>> begin

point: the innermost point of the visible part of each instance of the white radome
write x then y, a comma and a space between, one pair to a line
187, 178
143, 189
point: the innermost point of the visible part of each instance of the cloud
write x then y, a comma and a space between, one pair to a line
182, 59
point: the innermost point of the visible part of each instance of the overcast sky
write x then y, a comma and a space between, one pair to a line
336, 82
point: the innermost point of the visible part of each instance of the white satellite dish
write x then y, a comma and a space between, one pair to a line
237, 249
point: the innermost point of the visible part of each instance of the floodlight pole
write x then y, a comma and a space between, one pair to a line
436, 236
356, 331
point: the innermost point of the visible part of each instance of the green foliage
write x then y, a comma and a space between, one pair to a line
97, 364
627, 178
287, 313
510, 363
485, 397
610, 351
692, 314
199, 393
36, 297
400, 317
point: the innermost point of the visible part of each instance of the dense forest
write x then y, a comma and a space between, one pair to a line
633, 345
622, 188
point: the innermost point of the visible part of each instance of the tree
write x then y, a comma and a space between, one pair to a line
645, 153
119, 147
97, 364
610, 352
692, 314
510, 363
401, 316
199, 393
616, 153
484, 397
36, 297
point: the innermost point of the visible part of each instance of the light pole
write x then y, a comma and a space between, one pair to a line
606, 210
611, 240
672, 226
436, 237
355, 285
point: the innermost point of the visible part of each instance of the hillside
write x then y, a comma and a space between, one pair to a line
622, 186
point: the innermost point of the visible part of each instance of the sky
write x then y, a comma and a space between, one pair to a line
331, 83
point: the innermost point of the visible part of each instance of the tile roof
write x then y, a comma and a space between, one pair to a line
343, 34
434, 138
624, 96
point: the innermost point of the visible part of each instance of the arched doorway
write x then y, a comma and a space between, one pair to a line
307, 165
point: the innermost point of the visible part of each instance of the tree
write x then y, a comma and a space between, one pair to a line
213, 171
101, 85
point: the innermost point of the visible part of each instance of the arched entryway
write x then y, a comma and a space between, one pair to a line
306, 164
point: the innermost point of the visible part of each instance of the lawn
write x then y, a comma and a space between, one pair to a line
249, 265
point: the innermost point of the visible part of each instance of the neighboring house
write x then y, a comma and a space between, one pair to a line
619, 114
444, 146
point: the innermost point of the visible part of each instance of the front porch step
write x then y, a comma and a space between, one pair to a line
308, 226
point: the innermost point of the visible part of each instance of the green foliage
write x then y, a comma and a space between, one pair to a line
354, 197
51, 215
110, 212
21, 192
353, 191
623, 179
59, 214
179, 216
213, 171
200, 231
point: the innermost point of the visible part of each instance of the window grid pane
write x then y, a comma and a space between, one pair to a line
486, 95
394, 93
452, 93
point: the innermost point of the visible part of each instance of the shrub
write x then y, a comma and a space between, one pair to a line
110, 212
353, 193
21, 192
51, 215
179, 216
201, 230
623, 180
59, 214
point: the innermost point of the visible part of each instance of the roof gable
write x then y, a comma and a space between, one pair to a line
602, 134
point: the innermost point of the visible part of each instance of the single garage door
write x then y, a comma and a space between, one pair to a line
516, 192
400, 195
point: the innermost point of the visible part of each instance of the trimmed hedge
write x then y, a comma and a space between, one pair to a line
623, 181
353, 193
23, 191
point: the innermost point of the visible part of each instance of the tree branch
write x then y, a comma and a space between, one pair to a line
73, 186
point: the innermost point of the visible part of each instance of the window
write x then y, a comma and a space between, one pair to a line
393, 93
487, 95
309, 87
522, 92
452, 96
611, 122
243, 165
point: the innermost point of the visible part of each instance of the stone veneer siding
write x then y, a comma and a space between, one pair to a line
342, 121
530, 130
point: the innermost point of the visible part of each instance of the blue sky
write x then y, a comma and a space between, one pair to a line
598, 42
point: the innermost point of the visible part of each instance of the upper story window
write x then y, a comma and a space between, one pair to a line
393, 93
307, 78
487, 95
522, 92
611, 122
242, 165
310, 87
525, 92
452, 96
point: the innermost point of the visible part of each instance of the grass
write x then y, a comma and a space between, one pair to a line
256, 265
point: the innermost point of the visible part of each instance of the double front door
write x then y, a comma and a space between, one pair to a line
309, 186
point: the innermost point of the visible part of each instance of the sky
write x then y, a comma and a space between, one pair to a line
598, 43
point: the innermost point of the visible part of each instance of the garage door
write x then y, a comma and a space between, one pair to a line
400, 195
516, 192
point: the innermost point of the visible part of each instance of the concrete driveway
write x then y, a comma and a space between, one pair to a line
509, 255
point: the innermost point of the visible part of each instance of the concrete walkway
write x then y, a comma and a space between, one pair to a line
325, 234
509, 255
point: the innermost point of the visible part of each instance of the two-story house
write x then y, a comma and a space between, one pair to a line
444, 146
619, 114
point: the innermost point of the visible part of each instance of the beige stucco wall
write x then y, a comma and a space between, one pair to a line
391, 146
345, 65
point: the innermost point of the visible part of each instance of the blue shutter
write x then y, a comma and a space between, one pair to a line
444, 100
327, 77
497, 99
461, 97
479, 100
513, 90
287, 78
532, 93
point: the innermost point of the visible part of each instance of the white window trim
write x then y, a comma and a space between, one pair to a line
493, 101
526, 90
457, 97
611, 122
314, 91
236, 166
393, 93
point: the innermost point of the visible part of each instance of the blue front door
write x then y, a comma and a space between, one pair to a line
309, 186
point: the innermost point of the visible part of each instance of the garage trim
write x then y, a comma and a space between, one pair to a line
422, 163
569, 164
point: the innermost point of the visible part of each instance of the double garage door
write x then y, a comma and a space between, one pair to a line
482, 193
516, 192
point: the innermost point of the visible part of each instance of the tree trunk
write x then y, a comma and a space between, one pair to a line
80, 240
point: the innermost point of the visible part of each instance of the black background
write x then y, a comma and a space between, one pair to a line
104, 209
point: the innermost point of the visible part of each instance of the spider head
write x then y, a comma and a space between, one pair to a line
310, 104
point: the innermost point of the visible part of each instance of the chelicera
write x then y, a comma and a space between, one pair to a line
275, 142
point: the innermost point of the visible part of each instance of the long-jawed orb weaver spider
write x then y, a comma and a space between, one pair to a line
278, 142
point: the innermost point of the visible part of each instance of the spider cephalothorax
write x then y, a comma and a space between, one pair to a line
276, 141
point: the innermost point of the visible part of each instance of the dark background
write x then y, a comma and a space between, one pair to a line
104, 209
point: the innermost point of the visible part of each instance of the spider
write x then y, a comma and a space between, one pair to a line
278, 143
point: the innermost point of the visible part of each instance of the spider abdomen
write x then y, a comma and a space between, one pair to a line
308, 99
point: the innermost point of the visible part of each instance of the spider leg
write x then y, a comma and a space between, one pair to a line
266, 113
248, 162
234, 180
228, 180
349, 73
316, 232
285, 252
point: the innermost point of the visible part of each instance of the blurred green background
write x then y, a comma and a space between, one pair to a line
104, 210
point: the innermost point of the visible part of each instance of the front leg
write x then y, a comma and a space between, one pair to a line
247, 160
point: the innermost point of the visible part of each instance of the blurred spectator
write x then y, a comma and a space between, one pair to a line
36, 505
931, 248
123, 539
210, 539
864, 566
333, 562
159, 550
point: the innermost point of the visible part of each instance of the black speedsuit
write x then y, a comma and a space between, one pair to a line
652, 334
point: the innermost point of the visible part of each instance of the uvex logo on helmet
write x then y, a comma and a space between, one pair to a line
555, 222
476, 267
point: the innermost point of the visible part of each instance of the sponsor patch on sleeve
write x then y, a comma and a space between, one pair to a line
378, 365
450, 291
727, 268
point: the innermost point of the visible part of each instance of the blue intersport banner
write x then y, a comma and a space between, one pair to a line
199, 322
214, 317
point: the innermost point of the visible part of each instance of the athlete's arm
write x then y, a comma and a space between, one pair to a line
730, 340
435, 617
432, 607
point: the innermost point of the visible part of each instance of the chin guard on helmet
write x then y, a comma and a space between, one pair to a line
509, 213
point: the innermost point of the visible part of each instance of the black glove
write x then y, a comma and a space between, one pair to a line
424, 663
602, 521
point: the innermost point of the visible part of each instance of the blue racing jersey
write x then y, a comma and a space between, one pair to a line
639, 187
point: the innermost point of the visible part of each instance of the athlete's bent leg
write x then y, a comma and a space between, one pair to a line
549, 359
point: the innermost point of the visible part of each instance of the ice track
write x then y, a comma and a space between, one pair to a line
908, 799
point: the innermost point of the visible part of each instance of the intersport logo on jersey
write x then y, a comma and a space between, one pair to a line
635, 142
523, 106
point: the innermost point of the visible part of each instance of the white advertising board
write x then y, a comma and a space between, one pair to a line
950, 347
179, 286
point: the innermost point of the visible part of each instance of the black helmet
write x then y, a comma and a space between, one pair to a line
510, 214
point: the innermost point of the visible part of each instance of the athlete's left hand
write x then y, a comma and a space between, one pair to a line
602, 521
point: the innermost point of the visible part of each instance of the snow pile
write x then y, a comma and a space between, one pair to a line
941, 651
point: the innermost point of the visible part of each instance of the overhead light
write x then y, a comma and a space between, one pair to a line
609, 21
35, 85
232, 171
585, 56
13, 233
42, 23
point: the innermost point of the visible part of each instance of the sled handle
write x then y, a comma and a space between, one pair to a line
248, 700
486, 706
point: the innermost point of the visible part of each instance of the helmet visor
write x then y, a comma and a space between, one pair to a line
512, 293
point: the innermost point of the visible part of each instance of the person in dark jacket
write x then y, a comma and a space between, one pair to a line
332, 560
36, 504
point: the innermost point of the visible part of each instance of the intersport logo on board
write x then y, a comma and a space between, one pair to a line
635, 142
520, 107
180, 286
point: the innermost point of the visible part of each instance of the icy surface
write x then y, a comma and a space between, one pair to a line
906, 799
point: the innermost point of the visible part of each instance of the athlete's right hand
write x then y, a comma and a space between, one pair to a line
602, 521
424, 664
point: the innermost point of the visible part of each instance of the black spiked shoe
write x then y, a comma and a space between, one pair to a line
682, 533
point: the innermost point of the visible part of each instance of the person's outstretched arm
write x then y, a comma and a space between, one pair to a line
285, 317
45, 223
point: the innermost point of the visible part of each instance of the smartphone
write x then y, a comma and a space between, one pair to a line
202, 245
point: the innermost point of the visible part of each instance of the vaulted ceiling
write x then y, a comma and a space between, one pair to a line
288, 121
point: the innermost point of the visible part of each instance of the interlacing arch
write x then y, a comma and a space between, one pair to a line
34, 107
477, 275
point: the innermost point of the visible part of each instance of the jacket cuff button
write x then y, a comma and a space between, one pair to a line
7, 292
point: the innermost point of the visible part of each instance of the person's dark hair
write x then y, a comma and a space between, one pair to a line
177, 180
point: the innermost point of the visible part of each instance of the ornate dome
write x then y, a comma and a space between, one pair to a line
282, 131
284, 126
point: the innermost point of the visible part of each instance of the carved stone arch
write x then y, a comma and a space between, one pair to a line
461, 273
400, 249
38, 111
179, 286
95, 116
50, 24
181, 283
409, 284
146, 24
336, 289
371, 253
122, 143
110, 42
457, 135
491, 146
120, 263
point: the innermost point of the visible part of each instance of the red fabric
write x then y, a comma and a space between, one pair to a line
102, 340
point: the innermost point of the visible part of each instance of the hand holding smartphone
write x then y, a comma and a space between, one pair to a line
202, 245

>> end

▶ CHALLENGE: Set down, word for word, every line from the line that holds "person's dark hair" to the end of the entries above, including both ends.

▶ FINAL RESULT:
point: the innermost point of the visible part of each instance of the person's dark hair
write x then y, a comma and a space between, one pair to a line
177, 180
point: the innermost point of the visible part of each instance of the ornate dome
write x then y, a comma and a space between, one pair to a line
282, 131
284, 126
point: the innermost point of the visible part of each instance of the carved stone arch
write x then y, a comma and a space between, one pair to a line
461, 273
400, 249
38, 111
179, 286
95, 116
50, 24
181, 283
409, 284
146, 24
336, 289
371, 253
122, 143
110, 42
457, 135
491, 146
120, 263
point: the innermost point of the visible part of each instance of the red fabric
write x then y, a comma and a space between, one pair to a line
102, 340
point: the innermost point of the visible part of each instance of the hand holding smartphone
write x then y, a comma and a space between, one pair to a line
202, 245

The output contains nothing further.